Winter grief, winter grace….begin with a soul-stice …

It’s no secret… I am devoted to summer when pjs stay longer in my bureau drawer, my daily exercise can include the sunset, and the increased hours of sunlight accommodate my diminished night vision. Sure, the crisp clean air that follows a beautiful snowfall is enchanting, but winter’s early hours of darkness make its reputation for being dim, dank and damp, a fitting one. Next week, December 21st at precisely 9:27 p.m. in the northern hemisphere we will experience, as we do each year, the Winter Solstice, the shortest day of light, the longest day of darkness, a.k.a. the first day of winter.

#### [PROVIDED DATA]
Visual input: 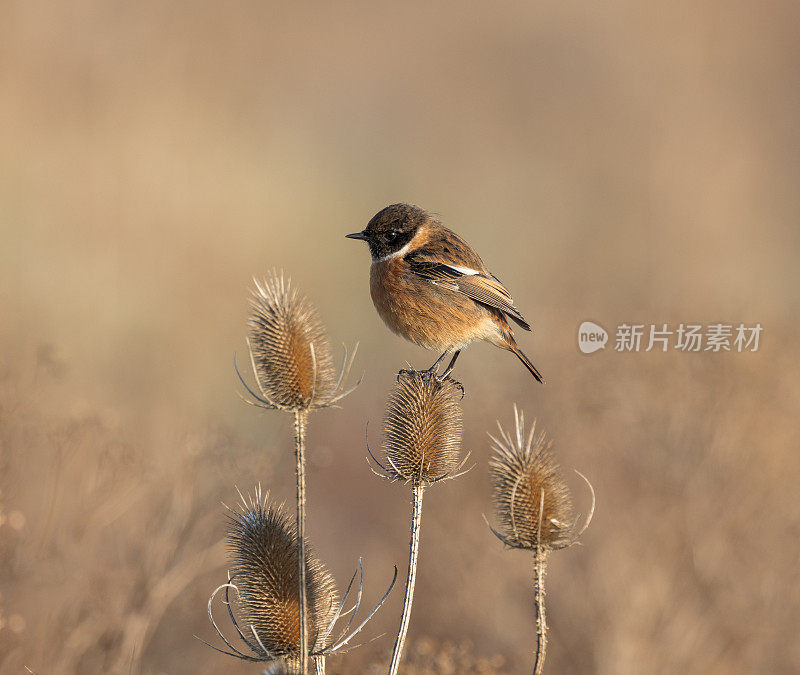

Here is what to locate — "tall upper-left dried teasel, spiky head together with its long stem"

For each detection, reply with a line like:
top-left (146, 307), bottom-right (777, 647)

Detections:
top-left (234, 272), bottom-right (357, 673)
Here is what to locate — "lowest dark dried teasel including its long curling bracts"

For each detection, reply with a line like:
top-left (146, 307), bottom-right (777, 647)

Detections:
top-left (202, 487), bottom-right (397, 675)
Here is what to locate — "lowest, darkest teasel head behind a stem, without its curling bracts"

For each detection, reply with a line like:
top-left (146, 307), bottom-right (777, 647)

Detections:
top-left (228, 489), bottom-right (339, 667)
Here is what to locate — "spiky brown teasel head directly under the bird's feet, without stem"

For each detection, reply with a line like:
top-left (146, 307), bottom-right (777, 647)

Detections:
top-left (373, 370), bottom-right (466, 487)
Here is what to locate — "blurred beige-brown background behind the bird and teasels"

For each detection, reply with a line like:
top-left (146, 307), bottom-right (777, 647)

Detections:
top-left (0, 0), bottom-right (800, 674)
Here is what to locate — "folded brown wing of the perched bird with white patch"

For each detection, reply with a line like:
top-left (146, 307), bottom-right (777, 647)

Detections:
top-left (405, 228), bottom-right (531, 330)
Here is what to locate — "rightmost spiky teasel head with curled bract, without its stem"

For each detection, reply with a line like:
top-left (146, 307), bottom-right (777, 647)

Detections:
top-left (489, 406), bottom-right (594, 551)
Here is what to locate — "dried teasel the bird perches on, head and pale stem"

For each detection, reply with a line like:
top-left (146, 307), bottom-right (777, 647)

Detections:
top-left (367, 370), bottom-right (467, 675)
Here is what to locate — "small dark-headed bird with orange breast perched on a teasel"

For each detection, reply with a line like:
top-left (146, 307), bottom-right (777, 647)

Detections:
top-left (345, 204), bottom-right (544, 383)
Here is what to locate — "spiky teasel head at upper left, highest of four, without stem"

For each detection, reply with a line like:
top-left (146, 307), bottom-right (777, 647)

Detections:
top-left (237, 272), bottom-right (355, 410)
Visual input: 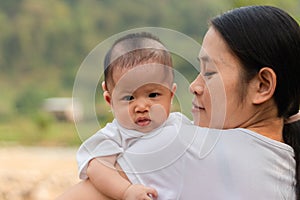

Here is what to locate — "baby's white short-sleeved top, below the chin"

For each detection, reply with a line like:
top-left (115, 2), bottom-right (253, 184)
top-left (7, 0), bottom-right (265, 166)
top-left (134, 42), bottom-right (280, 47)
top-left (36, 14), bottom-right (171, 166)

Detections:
top-left (77, 112), bottom-right (191, 179)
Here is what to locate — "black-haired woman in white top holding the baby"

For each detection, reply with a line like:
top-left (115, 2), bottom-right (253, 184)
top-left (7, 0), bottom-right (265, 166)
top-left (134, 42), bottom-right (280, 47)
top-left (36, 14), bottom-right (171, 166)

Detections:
top-left (56, 6), bottom-right (300, 200)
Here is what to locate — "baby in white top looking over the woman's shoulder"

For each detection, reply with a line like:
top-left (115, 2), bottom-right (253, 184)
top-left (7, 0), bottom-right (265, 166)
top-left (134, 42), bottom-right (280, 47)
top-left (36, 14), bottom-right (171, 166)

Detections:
top-left (77, 32), bottom-right (191, 199)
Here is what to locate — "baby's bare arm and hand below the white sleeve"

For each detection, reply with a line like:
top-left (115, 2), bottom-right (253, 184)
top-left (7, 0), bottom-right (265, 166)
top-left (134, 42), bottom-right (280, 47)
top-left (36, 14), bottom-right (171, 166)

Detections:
top-left (87, 155), bottom-right (157, 200)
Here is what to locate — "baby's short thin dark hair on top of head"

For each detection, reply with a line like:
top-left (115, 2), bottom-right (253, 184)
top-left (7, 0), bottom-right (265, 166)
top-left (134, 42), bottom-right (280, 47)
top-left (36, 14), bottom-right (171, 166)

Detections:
top-left (104, 32), bottom-right (174, 90)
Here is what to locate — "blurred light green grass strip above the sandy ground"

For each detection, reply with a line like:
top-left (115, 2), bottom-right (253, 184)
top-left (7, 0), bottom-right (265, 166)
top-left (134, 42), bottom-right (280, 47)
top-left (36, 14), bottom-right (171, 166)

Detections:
top-left (0, 118), bottom-right (81, 146)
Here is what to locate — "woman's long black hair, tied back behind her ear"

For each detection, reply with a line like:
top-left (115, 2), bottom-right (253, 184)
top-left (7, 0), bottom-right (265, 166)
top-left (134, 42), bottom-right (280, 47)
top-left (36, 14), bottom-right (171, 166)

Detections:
top-left (210, 6), bottom-right (300, 200)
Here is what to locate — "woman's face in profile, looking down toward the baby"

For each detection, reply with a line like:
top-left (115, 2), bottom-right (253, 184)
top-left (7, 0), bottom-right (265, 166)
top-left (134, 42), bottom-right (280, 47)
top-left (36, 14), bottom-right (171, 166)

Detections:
top-left (190, 27), bottom-right (251, 128)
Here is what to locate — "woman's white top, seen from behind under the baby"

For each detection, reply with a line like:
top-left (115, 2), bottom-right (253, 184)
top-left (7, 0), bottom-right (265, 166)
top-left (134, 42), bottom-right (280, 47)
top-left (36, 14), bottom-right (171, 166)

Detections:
top-left (118, 125), bottom-right (296, 200)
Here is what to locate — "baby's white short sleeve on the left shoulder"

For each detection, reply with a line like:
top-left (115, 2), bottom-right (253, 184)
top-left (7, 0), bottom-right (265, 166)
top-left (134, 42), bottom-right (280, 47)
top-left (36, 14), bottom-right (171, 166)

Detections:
top-left (76, 124), bottom-right (124, 179)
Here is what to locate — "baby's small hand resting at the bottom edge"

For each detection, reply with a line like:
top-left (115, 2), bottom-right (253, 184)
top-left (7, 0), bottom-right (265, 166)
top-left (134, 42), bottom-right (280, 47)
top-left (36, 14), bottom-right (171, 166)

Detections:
top-left (123, 184), bottom-right (158, 200)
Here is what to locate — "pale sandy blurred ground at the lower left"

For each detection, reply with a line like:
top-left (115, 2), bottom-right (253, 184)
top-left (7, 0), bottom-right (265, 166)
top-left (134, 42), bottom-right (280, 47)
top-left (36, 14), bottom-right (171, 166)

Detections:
top-left (0, 146), bottom-right (79, 200)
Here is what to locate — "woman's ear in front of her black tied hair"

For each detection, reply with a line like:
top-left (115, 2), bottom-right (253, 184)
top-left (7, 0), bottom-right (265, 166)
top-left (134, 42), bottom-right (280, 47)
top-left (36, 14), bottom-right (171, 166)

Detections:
top-left (252, 67), bottom-right (277, 104)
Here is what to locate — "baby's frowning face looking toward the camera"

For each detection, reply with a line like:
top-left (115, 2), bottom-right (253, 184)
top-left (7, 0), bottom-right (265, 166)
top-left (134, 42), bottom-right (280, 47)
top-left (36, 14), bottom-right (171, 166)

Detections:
top-left (111, 64), bottom-right (176, 133)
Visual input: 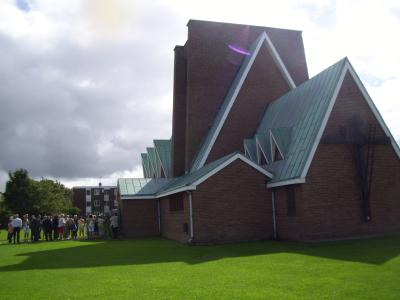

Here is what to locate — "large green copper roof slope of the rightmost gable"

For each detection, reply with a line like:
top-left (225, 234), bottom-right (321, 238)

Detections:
top-left (257, 58), bottom-right (347, 183)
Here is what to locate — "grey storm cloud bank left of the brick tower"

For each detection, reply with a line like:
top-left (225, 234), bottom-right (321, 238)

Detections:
top-left (0, 1), bottom-right (184, 186)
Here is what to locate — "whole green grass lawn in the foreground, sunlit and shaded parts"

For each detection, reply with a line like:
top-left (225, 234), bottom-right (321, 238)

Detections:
top-left (0, 231), bottom-right (400, 300)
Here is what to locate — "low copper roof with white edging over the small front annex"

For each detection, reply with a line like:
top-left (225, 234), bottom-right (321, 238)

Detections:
top-left (118, 152), bottom-right (272, 199)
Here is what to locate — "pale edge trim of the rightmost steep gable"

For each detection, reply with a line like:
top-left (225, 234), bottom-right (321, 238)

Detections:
top-left (268, 58), bottom-right (400, 188)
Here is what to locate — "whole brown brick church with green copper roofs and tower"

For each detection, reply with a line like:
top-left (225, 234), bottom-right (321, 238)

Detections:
top-left (118, 20), bottom-right (400, 244)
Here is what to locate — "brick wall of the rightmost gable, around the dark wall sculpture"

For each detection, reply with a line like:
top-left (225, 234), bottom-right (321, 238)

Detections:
top-left (276, 72), bottom-right (400, 240)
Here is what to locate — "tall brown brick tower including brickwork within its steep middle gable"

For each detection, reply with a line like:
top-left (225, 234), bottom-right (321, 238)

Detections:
top-left (171, 20), bottom-right (308, 177)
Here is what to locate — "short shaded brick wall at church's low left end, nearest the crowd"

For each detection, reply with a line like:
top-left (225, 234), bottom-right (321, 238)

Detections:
top-left (120, 199), bottom-right (159, 238)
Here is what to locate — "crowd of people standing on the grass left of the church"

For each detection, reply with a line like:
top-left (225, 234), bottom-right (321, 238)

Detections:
top-left (7, 213), bottom-right (119, 244)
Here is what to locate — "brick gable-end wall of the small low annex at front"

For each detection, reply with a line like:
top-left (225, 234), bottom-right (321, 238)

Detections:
top-left (192, 161), bottom-right (273, 244)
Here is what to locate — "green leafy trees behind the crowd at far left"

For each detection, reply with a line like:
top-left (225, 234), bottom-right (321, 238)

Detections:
top-left (0, 169), bottom-right (79, 227)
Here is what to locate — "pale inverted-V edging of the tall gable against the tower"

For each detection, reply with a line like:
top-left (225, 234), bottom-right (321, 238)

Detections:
top-left (191, 32), bottom-right (296, 171)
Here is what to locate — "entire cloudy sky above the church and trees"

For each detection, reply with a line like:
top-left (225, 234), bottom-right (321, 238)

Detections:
top-left (0, 0), bottom-right (400, 191)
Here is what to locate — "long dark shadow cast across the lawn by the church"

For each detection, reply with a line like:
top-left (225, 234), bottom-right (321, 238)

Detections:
top-left (0, 236), bottom-right (400, 272)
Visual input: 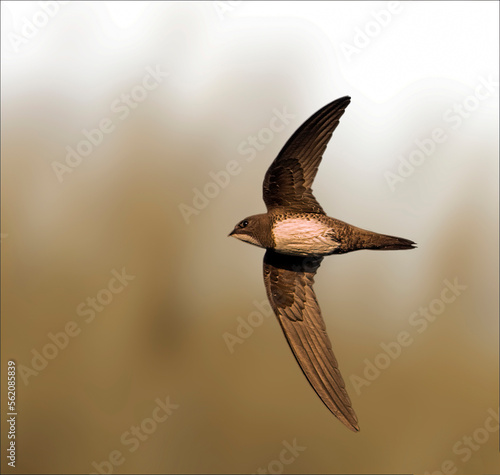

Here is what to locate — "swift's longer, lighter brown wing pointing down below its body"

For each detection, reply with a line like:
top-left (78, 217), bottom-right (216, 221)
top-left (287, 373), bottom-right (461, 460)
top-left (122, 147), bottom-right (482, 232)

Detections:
top-left (264, 250), bottom-right (359, 431)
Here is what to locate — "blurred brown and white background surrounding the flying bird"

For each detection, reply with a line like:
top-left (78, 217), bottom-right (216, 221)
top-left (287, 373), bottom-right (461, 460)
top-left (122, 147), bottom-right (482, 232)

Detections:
top-left (1, 1), bottom-right (500, 474)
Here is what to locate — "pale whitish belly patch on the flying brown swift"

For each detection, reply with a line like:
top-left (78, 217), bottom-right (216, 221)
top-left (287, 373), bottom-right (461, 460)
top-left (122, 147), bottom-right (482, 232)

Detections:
top-left (273, 218), bottom-right (339, 256)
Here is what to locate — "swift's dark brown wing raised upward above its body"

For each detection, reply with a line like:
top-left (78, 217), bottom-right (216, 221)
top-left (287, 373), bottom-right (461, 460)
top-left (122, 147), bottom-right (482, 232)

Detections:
top-left (263, 96), bottom-right (351, 214)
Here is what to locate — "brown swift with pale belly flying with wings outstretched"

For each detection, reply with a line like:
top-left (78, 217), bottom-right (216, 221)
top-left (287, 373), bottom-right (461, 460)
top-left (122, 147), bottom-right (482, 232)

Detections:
top-left (229, 96), bottom-right (415, 432)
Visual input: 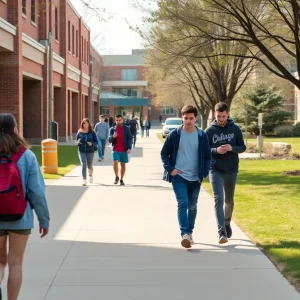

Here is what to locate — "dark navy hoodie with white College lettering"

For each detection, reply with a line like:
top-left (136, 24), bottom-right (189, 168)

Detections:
top-left (205, 119), bottom-right (246, 174)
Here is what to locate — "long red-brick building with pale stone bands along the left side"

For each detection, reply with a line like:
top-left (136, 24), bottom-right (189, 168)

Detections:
top-left (0, 0), bottom-right (101, 142)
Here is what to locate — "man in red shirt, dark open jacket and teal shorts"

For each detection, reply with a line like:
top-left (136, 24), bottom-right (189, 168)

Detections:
top-left (109, 115), bottom-right (132, 185)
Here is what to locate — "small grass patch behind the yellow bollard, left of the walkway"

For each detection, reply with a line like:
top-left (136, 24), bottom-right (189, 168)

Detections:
top-left (30, 146), bottom-right (79, 179)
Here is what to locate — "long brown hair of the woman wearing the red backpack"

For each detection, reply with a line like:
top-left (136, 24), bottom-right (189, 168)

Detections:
top-left (0, 113), bottom-right (29, 155)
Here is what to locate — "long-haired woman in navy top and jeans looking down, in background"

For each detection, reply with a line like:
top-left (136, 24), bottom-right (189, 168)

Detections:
top-left (76, 118), bottom-right (98, 186)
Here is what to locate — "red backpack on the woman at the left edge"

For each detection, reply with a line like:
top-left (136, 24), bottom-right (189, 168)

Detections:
top-left (0, 147), bottom-right (27, 222)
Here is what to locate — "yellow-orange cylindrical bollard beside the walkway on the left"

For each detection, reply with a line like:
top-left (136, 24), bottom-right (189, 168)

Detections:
top-left (42, 139), bottom-right (58, 174)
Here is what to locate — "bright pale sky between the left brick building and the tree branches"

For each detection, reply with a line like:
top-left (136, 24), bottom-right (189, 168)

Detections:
top-left (71, 0), bottom-right (142, 55)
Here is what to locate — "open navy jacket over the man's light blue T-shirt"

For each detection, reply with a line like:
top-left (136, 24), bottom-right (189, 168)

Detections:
top-left (160, 127), bottom-right (211, 182)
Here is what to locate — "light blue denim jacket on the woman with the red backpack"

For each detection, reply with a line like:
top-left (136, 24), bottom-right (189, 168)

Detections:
top-left (0, 149), bottom-right (50, 230)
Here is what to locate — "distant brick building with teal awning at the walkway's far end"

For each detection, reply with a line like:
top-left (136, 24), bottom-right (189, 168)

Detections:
top-left (100, 50), bottom-right (160, 121)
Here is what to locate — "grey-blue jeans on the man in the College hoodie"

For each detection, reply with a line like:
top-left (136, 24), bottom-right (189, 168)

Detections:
top-left (209, 170), bottom-right (237, 235)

#### [WHAT TO WORK ON]
1) Answer these questions from the winter solstice passage:
(a) Which season does the writer say they are devoted to?
(b) On what date and at what time will the Winter Solstice take place in the northern hemisphere?
(c) What does the writer call enchanting?
2) From the winter solstice passage, extract the stretch from "It’s no secret…" through "day of winter.".
The entries have nothing to do with the work here.

#### [EXERCISE RESULTS]
1)
(a) Summer.
(b) December 21st at precisely 9:27 p.m.
(c) The crisp clean air that follows a beautiful snowfall.

2)
It’s no secret… I am devoted to summer when pjs stay longer in my bureau drawer, my daily exercise can include the sunset, and the increased hours of sunlight accommodate my diminished night vision. Sure, the crisp clean air that follows a beautiful snowfall is enchanting, but winter’s early hours of darkness make its reputation for being dim, dank and damp, a fitting one. Next week, December 21st at precisely 9:27 p.m. in the northern hemisphere we will experience, as we do each year, the Winter Solstice, the shortest day of light, the longest day of darkness, a.k.a. the first day of winter.